## Instructions for the task
Carry on the article about street children in Tirana from the point where it ends, keeping its tone and style.

## Excerpt provided
Some 293 of the estimated 800 children who work on the streets of Albania’s capital Tirana, according to the Child’s Rights Centre in Albania, realized their plight is not forgotten as they participated in a quantitative research study recently conducted by World Vision.

The study was part of World Vision’s Children in Crisis Laboratory of Learning global initiative implemented with the help of both John Hopkins and Tulane University in the United States.

‘The study shows Albania’s, street children face lots of challenges, so there is great need for help,’ said Dr. Paul Bolton, of John Hopkins University.

‘It has also helped bring to light the prevalence of economic challenges street children face within their homes as well as the widespread harassment and abuse they receive from the wider community,’ said Tonya Renee Thurman, MPH, PhD of Tulane University.

While working and living on the streets these children are exposed to harsh environmental elements (cold and rain) and psychosocial and physical violence. Based on World Vision’s quantitative study, 80% of the children reported to have experienced physical abuse on the street.’

‘Whether they are working or begging on the street we know that these children are exploited and internally trafficked. In some cases they are trafficked for forced labor outside of Albania,’ said Blerta Petrela World Vision Albania’s Child Protection Manager.

Of the street children interviewed, 94% were boys between 10 to 14 years old, and as many as half of them started to work before the age of 10. Some children belonged to ethnic minority groups such as Roma and Egyptian, while others were non-minority Albanian. In many cases the reasons the children are on the street were the same, regardless of whether or not they were a from minority group.

Family poverty is one of the main conditions that result in children begging or working on the street. Many of them labor an average of seven hours a day and others as much as 18 hours, with most of their earnings given to their families. More than 80% of street children work mostly during the day, hence school drop out is high among them. However, most of the children interviewed during the quantitative study reported that if they could they would be happy to attend school.

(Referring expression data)
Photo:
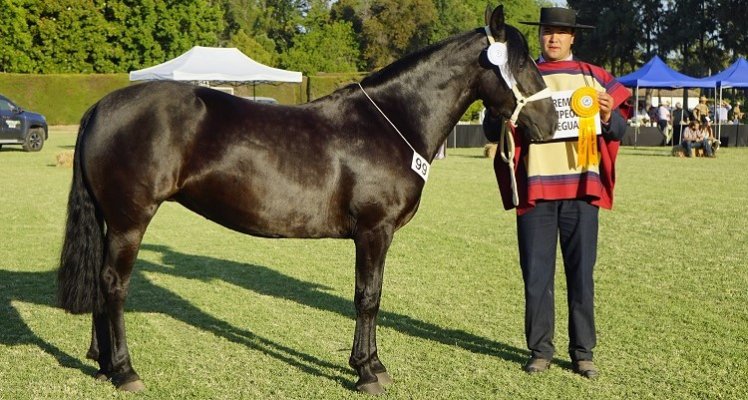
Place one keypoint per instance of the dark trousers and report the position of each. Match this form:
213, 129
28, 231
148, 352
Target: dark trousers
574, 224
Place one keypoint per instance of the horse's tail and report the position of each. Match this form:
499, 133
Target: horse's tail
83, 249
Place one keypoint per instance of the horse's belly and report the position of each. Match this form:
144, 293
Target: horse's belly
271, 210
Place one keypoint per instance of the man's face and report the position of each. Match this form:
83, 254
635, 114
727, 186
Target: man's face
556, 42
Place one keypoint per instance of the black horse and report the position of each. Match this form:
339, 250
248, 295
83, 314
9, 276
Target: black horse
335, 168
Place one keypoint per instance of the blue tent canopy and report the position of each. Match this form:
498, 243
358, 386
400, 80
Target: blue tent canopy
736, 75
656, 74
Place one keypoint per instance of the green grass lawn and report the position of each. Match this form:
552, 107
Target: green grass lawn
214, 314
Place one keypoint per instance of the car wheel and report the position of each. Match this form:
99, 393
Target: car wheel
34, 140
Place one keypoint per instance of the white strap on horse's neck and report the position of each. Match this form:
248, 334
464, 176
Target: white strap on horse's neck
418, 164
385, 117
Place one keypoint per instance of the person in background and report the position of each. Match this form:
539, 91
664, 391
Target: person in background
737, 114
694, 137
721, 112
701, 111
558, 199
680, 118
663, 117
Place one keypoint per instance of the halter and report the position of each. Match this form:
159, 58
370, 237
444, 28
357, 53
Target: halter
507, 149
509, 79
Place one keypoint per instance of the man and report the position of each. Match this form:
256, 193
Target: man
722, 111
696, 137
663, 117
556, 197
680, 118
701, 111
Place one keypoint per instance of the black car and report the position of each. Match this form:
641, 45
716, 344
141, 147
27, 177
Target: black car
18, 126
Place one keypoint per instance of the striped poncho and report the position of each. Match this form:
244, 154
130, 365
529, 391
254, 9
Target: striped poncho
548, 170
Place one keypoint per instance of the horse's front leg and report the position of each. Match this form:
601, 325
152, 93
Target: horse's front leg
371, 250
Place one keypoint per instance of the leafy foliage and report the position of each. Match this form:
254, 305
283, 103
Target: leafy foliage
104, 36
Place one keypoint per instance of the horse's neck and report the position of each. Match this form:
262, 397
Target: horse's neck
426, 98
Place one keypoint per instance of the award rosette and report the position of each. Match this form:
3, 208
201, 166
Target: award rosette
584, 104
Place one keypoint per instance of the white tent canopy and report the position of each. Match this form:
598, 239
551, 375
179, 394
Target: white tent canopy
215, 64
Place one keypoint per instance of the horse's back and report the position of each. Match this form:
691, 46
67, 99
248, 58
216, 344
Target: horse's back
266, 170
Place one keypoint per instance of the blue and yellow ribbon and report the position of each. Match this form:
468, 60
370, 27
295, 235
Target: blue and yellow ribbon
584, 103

---

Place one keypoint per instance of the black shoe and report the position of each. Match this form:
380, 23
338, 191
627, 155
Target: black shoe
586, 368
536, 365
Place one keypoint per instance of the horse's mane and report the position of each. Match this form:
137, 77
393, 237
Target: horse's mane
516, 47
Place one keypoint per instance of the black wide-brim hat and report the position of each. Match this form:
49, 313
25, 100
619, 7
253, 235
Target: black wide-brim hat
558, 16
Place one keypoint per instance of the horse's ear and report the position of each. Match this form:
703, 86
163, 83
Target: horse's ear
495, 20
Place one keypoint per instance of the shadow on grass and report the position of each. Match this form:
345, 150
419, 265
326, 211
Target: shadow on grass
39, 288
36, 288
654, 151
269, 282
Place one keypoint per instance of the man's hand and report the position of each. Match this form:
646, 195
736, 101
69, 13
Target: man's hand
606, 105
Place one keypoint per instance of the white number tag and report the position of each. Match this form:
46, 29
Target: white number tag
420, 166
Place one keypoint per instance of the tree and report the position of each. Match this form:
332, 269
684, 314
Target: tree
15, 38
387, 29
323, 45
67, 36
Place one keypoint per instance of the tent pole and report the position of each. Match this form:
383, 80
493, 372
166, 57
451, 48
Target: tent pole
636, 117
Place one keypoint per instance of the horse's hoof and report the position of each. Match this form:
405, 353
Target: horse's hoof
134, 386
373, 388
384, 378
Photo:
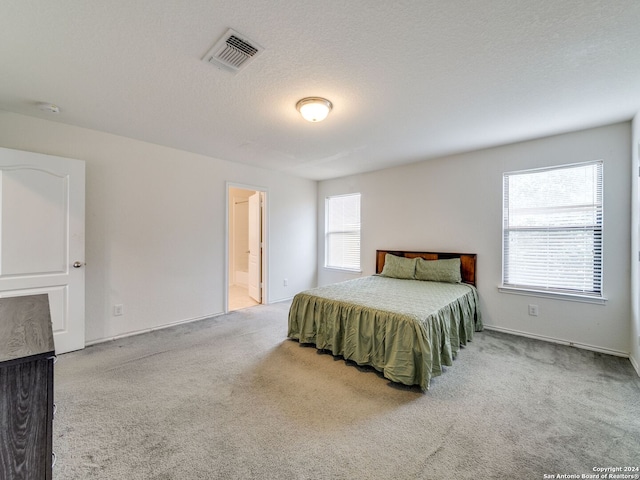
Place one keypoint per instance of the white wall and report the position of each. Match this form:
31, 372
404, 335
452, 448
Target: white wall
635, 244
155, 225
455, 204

## Result for this task
World Vision is in the process of developing holistic programs to address the needs of street children in Albania. The Children in Crisis Laboratory of Learning global initiative is enabling staff to have a better understanding of problems affecting street children, resulting in the design and implementation of locally appropriate interventions. Later, the impact of the interventions will be measured to identify best practices in the area.

‘World Vision works with the most vulnerable populations, focusing on alleviating their immediate needs as well as the root causes of their poverty. While children in crisis are a ‘symptom’ of more fundamental issues, responding to this group is an imperative driven by our fundamental commitment to the most vulnerable,’ said Brett Gresham, World Vision’s regional director for strategic development, Middle East and Eastern Europe.

World Vision is working with civil society organizations and partner NGOs to advocate and lobby the Albanian government to start implementing child rights policies and legislation. World Vision has been organizing trainings with parents, children, teachers and communities where it operates to raise awareness on issues of child’s rights and child protection.

World Vision is also a member of the BKTF network, a network of local and international NGOs in Albania that works against child exploitation, trafficking and abuse. In the summer of 2007, World Vision, along with Organization for Security and Co-operation in Europe, Save the Children and Terre des Hommes, financed an anti-begging national campaign.